> **Text shown**
Re: datatyping in RDFa (was Re: Implementing an RDFa parser...) from Elias Torres on 2006-06-04 (public-rdf-in-xhtml-tf@w3.org from June 2006)

From: Elias Torres <elias@torrez.us>
Date: Sun, 4 Jun 2006 08:52:23 -0400
To: "Dan Brickley" <danbri@danbri.org>
Cc: public-rdf-in-xhtml-tf@w3.org
Message-ID: <905f7c910606040552n1abc2776l1f747dbcb546e630@mail.gmail.com>
On 6/4/06, Dan Brickley <danbri@danbri.org> wrote:
>
> (long; sorry...)
>
> * Elias Torres <elias@torrez.us> [2006-06-03 14:43-0400]
> > I decided to implement an RDFa parser [1]
>
> Nice work :)
>
> > Section 6.2
>
> (ie.
> http://www.w3.org/2001/sw/BestPractices/HTML/2005-rdfa-syntax#id0x06668bb8)
> >
> > The examples are missing the geo declaration. I used
> > http://www.w3.org/2003/01/geo/
>
> If you mean the namespace described by that doc, the ns should be
>         xmlns:geo="http://www.w3.org/2003/01/geo/wgs84_pos#"
>
> Judging from the example in 2005-rdfa-syntax, the intent does indeed
> seem to be to use that namespace. This is a good thing since the ns
> is a reasonably popular one, and its usage provided some background for
> efforts such as http://www.georss.org/
>
> Unfortunately...
>
> > Also, some of the triples containing literals are missing
> > ^^rdf:XMLLiteral. I'm not sure what you meant for geo:lat, geo:long,
> > dc:title, foaf:name.
>
> ...we run into this problem. The range of the geo: wgs84 properties
> geo:lat and geo:long are *not* rdf:XMLLiteral. When I pointed this out
> before w.r.t. the FOAF examples in the RDFa primer, the result was the
> replacement of FOAF in the examples with
> xmlns:contact="http://www.w3.org/2001/vcard-rdf/3.0#"  ...a namespace
> which doesn't use rdf:range at all (but which in practice hasn't been
> used much with RDF datatyping either, and whose properties
> are capitalised btw, unlike those in the primer currently). Dublin Core,
> similarly, hasn't been using rdf:XMLLiteral, but unlike FOAF: and Geo:
> namespaces, doesn't use rdfs:range so the conflict between DC: common
> practice and RDFa examples isn't formally visible.
>
> I see two options here:
>
>  a) change the RDFa stuff again to use a different rdf:XMLLiteral
>    based namspace.

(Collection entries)
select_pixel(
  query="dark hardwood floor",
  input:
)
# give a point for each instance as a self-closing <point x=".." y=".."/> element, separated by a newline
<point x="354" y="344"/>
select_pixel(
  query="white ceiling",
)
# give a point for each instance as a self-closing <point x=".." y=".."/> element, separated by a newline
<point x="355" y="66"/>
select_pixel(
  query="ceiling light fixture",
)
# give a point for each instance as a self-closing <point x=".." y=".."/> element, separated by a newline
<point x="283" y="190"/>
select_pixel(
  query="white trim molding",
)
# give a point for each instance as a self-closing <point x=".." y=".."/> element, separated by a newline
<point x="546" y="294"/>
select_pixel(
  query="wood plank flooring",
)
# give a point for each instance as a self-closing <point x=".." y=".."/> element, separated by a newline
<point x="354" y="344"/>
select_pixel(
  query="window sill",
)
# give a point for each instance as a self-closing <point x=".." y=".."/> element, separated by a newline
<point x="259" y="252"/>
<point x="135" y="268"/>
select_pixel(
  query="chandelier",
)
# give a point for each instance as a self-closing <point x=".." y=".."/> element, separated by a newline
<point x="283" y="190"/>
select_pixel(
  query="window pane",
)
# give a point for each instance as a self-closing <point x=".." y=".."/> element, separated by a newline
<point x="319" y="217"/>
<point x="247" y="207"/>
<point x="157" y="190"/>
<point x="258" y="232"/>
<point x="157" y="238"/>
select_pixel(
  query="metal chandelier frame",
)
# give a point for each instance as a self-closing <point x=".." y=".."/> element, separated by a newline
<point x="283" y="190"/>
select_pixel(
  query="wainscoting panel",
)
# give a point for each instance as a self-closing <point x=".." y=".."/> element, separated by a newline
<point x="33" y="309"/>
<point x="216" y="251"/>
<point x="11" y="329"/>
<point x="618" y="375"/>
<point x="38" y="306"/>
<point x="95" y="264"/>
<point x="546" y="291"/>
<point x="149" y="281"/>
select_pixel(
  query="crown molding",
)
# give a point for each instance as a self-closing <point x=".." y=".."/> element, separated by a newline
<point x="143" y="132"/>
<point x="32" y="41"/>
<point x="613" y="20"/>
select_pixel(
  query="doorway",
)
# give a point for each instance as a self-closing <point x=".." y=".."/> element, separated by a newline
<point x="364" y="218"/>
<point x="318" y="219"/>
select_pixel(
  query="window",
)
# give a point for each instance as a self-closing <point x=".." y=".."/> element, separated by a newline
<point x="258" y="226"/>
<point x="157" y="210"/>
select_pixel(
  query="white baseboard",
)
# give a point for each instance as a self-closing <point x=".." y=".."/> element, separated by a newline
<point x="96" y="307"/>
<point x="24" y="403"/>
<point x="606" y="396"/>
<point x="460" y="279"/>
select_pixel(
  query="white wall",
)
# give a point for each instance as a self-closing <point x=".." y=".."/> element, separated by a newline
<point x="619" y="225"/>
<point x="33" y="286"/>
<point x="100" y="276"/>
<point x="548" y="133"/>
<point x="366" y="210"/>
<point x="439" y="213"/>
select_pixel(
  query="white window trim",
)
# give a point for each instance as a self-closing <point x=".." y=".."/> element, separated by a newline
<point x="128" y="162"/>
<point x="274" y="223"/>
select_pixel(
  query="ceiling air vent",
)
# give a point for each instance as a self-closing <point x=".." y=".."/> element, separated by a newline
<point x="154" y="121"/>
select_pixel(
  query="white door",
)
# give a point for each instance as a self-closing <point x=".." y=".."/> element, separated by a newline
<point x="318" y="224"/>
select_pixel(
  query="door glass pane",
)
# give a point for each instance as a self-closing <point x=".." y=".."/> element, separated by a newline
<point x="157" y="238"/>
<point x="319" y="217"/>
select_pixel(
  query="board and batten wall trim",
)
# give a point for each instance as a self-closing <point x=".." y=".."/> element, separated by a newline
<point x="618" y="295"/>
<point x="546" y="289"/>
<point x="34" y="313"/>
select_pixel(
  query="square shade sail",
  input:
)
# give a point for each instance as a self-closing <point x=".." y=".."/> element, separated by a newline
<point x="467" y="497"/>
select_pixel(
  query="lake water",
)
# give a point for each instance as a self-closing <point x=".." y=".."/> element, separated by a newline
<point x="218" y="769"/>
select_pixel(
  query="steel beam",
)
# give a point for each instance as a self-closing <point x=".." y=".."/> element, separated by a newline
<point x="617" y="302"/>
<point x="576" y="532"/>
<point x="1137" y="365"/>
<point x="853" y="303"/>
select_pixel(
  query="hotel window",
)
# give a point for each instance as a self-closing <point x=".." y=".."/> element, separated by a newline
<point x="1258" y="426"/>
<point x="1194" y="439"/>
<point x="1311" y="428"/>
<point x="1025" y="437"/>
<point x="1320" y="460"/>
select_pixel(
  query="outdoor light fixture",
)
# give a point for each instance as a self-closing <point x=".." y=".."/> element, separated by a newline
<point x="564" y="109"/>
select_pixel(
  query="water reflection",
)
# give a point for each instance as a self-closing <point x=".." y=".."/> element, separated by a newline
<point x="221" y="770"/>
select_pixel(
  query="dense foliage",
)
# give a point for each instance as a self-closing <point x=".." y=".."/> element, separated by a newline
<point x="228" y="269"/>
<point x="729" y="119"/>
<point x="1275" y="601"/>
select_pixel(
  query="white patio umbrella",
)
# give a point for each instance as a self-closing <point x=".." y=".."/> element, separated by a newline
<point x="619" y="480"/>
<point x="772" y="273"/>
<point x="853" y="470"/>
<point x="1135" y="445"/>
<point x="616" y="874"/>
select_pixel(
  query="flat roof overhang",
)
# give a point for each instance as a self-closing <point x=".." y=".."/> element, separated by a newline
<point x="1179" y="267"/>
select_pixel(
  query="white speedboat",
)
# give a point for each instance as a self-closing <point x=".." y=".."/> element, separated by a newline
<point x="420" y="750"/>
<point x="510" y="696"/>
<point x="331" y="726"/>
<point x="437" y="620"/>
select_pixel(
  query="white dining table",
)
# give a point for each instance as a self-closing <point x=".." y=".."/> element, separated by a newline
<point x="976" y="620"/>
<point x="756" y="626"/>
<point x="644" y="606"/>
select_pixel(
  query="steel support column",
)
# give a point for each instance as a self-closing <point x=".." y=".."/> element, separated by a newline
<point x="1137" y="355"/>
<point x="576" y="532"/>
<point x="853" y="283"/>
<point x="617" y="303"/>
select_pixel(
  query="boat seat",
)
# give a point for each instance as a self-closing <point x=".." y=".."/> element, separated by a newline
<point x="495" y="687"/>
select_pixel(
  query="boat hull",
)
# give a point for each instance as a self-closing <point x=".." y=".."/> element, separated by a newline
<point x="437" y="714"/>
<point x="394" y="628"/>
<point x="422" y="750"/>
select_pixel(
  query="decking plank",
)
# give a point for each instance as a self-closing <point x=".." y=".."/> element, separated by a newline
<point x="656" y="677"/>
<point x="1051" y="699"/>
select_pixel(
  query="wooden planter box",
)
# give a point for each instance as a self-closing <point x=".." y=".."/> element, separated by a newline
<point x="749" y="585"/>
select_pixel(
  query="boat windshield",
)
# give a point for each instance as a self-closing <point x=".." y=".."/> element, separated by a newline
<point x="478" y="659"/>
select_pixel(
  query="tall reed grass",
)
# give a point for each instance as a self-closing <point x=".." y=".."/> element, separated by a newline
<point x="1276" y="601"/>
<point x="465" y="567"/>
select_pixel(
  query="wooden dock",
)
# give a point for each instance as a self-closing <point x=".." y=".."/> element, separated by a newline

> **Problem set**
a – Can you copy the passage of the RDFa message starting with "From: Elias Torres" and going on through "Nice work :)"?
b – Could you turn the paragraph of the RDFa message that begins "...we run into this problem" into a short bulleted list that keeps its main facts?

> **Task-by-task solutions**
a –
From: Elias Torres <elias@torrez.us>
Date: Sun, 4 Jun 2006 08:52:23 -0400
To: "Dan Brickley" <danbri@danbri.org>
Cc: public-rdf-in-xhtml-tf@w3.org
Message-ID: <905f7c910606040552n1abc2776l1f747dbcb546e630@mail.gmail.com>
On 6/4/06, Dan Brickley <danbri@danbri.org> wrote:
>
> (long; sorry...)
>
> * Elias Torres <elias@torrez.us> [2006-06-03 14:43-0400]
> > I decided to implement an RDFa parser [1]
>
> Nice work :)

b –
- The ranges of the geo wgs84 properties geo:lat and geo:long are not rdf:XMLLiteral.
- When the writer raised this earlier about the FOAF examples in the RDFa primer, FOAF was replaced in the examples with the namespace xmlns:contact="http://www.w3.org/2001/vcard-rdf/3.0#".
- That namespace doesn't use rdf:range at all, but in practice it hasn't been used much with RDF datatyping either.
- Its properties are capitalized, unlike those currently in the primer.
- Dublin Core hasn't been using rdf:XMLLiteral either.
- Unlike the FOAF and Geo namespaces, Dublin Core doesn't use rdfs:range. So the conflict between DC common practice and the RDFa examples isn't formally visible.